-- start of SELECTED TEXT --
[RFC][PATCH 4/6] Fix (bad?) interactions between SCHED_RT and SCHED_NORMAL tasks

Tue Jun 12 07:31:38 PDT 2007

On 12/06/07, Srivatsa Vaddagiri <vatsa at linux.vnet.ibm.com> wrote:
> > [ ... ]
> >
> > just substitute {exec,fair}_delta == 1 in the following code:
> >
> >        tmp64 = SCHED_LOAD_SCALE * exec_delta64;
> >        do_div(tmp64, fair_delta);
> >        tmp64 *= exec_delta64;
> >        do_div(tmp64, TICK_NSEC);
> >        this_load = (unsigned long)tmp64;
> >
> > we'd get
> >
> >        tmp64 = 1024 * 1;
> >        tmp64 =/ 1;
> >        tmp64 *= 1;
> >        tmp64 /= 1000000;
> >
> > as a result, this_load = 1024/1000000; which is 0 (no floating point calc.).
>
> Ok ..
>
> But isn't that the same result we would have obtained anyways had we
> called update_load_fair() on all lrq's on every timer tick? If a user's
> lrq was inactive for several ticks, then its exec_delta will be seen as
> zero for those several ticks, which means we would compute its 'this_load' to be
> zero as well for those several ticks?

Yeah.. seems to be so. But let's consider whether these 'inactive ticks' are
really inactive [1] :

The fact that user's tasks are not active at the moment of a timer
interrupt doesn't mean
they were not active _during_ the last tick. That's why another
approach in update_load_fair() which doesn't depend on a snapshot of
rq->raw_weighted_load
at timer tick's time. I guess, we'd lose this with 'inactive ticks',
right? ok, maybe
it's not that important for per-user cpu_load, duno at the moment.
-- end of SELECTED TEXT --
-- start of GIVEN RECORDS --
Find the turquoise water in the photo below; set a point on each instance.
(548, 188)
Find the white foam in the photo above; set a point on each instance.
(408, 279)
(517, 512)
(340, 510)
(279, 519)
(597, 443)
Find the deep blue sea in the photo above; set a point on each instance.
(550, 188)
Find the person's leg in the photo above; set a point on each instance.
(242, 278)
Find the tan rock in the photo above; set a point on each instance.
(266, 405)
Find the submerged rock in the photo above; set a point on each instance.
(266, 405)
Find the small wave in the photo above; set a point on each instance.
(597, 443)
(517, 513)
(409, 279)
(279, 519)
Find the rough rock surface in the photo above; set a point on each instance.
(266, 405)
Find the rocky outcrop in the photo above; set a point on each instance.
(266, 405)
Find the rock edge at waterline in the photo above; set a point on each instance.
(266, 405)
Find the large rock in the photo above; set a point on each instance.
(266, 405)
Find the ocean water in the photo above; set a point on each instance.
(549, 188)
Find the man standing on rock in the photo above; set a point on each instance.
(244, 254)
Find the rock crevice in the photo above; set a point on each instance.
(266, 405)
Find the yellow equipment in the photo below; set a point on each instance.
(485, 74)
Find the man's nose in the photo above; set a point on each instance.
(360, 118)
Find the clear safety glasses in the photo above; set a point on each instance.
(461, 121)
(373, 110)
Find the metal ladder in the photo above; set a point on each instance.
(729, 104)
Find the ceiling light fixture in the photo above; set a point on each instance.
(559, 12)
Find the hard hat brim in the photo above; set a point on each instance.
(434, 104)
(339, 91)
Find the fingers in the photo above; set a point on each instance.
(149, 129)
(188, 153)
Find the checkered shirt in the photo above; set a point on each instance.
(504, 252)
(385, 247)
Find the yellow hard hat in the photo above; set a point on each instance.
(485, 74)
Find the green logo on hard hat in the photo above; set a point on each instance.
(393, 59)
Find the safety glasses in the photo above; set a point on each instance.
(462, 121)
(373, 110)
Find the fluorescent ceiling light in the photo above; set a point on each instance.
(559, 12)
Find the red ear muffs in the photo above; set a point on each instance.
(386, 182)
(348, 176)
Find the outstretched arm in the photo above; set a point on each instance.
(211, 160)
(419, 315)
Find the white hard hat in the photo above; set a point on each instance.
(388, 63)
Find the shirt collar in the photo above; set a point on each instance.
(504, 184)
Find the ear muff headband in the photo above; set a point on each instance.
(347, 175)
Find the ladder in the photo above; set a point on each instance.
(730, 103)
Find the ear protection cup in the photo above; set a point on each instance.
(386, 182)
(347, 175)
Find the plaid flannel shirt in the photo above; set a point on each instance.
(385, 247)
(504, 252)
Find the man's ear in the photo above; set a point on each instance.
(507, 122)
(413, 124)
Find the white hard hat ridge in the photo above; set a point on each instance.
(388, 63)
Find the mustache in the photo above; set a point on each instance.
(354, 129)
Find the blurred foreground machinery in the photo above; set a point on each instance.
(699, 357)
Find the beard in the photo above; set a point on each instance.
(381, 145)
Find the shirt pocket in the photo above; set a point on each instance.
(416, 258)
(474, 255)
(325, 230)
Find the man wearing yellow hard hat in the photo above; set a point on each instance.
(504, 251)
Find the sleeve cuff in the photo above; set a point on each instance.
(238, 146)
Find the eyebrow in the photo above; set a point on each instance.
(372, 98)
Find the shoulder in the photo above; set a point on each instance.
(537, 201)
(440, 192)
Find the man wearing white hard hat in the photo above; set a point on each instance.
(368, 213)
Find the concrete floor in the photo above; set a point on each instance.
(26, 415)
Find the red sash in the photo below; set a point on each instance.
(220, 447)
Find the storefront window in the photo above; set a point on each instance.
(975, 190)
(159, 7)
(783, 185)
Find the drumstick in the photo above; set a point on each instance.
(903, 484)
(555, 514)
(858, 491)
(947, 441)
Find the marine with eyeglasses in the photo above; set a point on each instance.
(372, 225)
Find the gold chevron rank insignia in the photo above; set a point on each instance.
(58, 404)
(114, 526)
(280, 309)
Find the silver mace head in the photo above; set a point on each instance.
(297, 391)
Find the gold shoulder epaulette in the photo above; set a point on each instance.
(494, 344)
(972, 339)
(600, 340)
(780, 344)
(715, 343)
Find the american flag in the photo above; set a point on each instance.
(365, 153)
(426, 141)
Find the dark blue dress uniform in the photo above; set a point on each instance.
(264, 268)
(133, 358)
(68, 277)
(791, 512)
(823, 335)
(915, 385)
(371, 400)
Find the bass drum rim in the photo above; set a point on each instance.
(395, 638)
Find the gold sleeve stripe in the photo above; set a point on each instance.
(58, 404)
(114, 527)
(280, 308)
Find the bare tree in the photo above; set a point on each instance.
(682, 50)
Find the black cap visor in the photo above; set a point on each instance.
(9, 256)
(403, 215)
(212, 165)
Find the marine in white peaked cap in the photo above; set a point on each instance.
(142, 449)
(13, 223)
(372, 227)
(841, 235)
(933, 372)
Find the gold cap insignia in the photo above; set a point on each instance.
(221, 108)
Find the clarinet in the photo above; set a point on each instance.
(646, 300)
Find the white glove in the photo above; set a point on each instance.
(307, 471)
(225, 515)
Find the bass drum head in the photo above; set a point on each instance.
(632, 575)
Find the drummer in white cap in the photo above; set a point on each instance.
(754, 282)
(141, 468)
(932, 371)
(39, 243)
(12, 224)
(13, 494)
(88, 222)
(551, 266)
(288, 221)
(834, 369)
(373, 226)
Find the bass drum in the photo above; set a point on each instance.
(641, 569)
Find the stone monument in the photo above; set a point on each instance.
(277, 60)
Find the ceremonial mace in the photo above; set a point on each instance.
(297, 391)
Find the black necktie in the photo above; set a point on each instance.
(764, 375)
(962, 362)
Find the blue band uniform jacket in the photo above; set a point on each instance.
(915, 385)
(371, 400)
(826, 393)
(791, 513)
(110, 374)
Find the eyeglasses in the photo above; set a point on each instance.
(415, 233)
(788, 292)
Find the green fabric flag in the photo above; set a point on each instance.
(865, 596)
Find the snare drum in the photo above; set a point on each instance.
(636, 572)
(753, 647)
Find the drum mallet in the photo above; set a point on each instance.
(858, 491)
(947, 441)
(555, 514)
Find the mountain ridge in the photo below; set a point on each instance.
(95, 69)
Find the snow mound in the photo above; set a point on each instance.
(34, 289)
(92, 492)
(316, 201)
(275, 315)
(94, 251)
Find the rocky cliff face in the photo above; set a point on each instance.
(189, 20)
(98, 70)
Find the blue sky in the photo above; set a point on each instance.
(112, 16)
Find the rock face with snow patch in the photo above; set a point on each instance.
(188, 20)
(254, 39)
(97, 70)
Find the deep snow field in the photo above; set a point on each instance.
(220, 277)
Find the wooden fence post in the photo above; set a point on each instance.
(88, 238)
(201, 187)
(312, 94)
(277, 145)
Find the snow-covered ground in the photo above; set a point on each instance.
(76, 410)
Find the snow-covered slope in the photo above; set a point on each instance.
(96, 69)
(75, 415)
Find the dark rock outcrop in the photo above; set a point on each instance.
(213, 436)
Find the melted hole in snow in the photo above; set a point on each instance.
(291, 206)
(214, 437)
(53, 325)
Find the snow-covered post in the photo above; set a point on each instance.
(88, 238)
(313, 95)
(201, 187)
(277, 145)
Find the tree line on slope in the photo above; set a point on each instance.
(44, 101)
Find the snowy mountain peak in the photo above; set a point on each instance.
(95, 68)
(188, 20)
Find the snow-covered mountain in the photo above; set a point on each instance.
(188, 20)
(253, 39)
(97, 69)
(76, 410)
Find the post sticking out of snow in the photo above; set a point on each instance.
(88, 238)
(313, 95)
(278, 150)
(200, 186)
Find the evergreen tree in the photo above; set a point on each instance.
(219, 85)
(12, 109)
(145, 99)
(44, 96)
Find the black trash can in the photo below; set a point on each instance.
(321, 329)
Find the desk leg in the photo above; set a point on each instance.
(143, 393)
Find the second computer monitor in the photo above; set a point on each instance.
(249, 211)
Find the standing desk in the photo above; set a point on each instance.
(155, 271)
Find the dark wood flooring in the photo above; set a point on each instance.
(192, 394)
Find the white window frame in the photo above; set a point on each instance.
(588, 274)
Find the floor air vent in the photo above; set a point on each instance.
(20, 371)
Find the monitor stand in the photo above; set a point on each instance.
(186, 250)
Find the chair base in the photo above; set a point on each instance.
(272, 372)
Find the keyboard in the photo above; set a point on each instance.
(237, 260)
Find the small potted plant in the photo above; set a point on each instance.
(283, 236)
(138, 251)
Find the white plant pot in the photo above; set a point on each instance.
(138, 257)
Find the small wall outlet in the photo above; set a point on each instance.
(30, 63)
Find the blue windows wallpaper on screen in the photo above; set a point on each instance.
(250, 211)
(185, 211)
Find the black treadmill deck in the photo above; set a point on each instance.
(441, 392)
-- end of GIVEN RECORDS --
#### CHALLENGE
Could you update the passage of the scheduler thread that opens with "Yeah.. seems to" and closes with "at the moment.", writing "per-group" wherever it says "per-user"?

#### OUTPUT
Yeah.. seems to be so. But let's consider whether these 'inactive ticks' are
really inactive [1] :

The fact that user's tasks are not active at the moment of a timer
interrupt doesn't mean
they were not active _during_ the last tick. That's why another
approach in update_load_fair() which doesn't depend on a snapshot of
rq->raw_weighted_load
at timer tick's time. I guess, we'd lose this with 'inactive ticks',
right? ok, maybe
it's not that important for per-group cpu_load, duno at the moment.